• _Directions for this task_
Reproduce the lines below from the one that contains "target: yellow leg" through the end, inclusive, and add nothing.

──────────

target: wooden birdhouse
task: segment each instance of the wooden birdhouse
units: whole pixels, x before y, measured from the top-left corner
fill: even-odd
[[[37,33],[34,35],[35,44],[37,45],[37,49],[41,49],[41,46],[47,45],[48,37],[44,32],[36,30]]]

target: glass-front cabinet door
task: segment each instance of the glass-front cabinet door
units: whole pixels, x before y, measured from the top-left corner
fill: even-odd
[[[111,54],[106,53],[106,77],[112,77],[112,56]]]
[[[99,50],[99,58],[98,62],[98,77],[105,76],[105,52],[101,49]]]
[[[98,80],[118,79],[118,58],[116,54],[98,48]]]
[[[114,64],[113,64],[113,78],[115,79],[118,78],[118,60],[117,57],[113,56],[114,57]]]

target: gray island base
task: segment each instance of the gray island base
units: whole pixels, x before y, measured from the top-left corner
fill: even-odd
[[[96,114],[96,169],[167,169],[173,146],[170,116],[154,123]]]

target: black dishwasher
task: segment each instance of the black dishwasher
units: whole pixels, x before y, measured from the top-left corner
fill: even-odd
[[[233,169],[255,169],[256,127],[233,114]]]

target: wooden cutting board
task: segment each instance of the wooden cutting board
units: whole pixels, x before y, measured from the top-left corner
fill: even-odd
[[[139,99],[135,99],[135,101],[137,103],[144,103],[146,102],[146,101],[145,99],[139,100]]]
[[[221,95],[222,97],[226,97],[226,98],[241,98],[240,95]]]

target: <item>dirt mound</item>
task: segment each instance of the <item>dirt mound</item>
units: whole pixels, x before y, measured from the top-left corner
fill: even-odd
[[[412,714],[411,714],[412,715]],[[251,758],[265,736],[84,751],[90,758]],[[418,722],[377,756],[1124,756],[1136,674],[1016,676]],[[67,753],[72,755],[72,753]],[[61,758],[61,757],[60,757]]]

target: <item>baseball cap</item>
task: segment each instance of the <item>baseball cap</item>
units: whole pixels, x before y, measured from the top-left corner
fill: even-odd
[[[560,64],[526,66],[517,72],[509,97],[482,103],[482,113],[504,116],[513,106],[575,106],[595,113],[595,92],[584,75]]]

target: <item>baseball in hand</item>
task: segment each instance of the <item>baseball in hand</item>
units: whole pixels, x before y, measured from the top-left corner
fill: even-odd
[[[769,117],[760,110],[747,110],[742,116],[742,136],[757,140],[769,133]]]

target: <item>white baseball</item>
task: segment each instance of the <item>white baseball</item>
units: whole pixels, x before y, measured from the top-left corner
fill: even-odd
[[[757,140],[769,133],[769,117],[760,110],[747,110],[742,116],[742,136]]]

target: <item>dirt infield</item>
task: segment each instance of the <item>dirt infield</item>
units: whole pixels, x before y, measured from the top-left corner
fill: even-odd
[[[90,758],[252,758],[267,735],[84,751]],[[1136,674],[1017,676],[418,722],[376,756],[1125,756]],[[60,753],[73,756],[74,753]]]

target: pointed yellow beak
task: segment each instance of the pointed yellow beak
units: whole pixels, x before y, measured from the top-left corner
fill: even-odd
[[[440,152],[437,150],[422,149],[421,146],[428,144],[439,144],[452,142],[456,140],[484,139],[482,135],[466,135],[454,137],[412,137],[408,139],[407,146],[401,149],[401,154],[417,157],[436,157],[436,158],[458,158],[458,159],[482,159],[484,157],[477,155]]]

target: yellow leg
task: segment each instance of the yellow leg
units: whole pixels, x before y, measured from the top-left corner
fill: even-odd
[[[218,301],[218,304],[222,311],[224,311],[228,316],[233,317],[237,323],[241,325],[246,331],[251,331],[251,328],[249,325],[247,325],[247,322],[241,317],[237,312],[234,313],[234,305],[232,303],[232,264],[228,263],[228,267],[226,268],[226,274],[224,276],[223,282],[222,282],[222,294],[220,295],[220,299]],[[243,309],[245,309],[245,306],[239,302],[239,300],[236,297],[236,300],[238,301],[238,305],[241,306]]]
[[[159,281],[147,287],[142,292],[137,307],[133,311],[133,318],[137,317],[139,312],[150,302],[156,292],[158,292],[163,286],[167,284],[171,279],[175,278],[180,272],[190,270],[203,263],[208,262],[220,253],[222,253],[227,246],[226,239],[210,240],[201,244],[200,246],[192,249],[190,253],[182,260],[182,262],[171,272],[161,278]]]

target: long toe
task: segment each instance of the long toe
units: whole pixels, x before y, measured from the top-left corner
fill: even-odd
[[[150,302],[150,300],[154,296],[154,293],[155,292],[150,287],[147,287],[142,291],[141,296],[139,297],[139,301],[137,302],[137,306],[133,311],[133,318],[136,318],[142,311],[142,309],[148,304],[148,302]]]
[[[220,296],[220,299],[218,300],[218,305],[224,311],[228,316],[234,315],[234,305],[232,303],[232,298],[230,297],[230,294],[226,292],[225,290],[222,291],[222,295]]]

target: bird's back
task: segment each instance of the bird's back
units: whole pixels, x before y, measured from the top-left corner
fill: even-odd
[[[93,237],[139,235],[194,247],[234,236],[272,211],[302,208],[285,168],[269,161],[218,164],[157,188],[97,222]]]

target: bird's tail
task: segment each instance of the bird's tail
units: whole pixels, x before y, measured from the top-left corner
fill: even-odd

──────────

• _Exercise answer_
target: yellow leg
task: segment each instance of the yellow leg
units: whole pixels, x before y, measured from the top-left corner
fill: even-odd
[[[218,301],[218,304],[222,311],[224,311],[228,316],[233,317],[237,323],[241,325],[246,331],[251,331],[251,328],[249,325],[247,325],[247,322],[241,317],[237,312],[234,313],[234,305],[232,303],[232,264],[228,263],[228,267],[226,268],[226,274],[224,276],[223,282],[222,282],[222,294],[220,295],[220,299]],[[243,309],[245,309],[245,306],[239,302],[239,300],[236,297],[236,300],[238,301],[238,305],[241,306]]]
[[[159,281],[147,287],[142,292],[137,307],[133,311],[133,318],[137,317],[139,312],[150,302],[156,292],[158,292],[163,286],[167,284],[171,279],[175,278],[180,272],[190,270],[203,263],[208,262],[220,253],[222,253],[227,246],[226,239],[210,240],[201,244],[200,246],[192,249],[190,253],[182,260],[182,262],[171,272],[161,278]]]

target: long toe
task: segment each instance of the long toe
units: whole pixels, x before y, measured from the top-left corner
fill: even-odd
[[[150,302],[150,300],[154,296],[154,293],[155,292],[150,287],[147,287],[142,291],[141,296],[139,297],[139,301],[137,302],[137,306],[133,311],[133,318],[136,318],[142,311],[142,309],[148,304],[148,302]]]
[[[220,296],[220,299],[218,300],[218,305],[224,311],[228,316],[234,315],[234,305],[232,303],[232,298],[230,297],[230,294],[226,292],[225,290],[222,291],[222,295]]]

target: bird's back
task: segment each instance of the bird's back
units: whole pixels, x before y, measured from the top-left corner
fill: even-odd
[[[93,237],[139,235],[194,247],[234,236],[272,211],[302,208],[285,168],[269,161],[218,164],[157,188],[97,222]]]

target: bird's tail
task: segment each instance of the bird's tail
units: whole pixels, x before y, measured from the top-left corner
fill: even-odd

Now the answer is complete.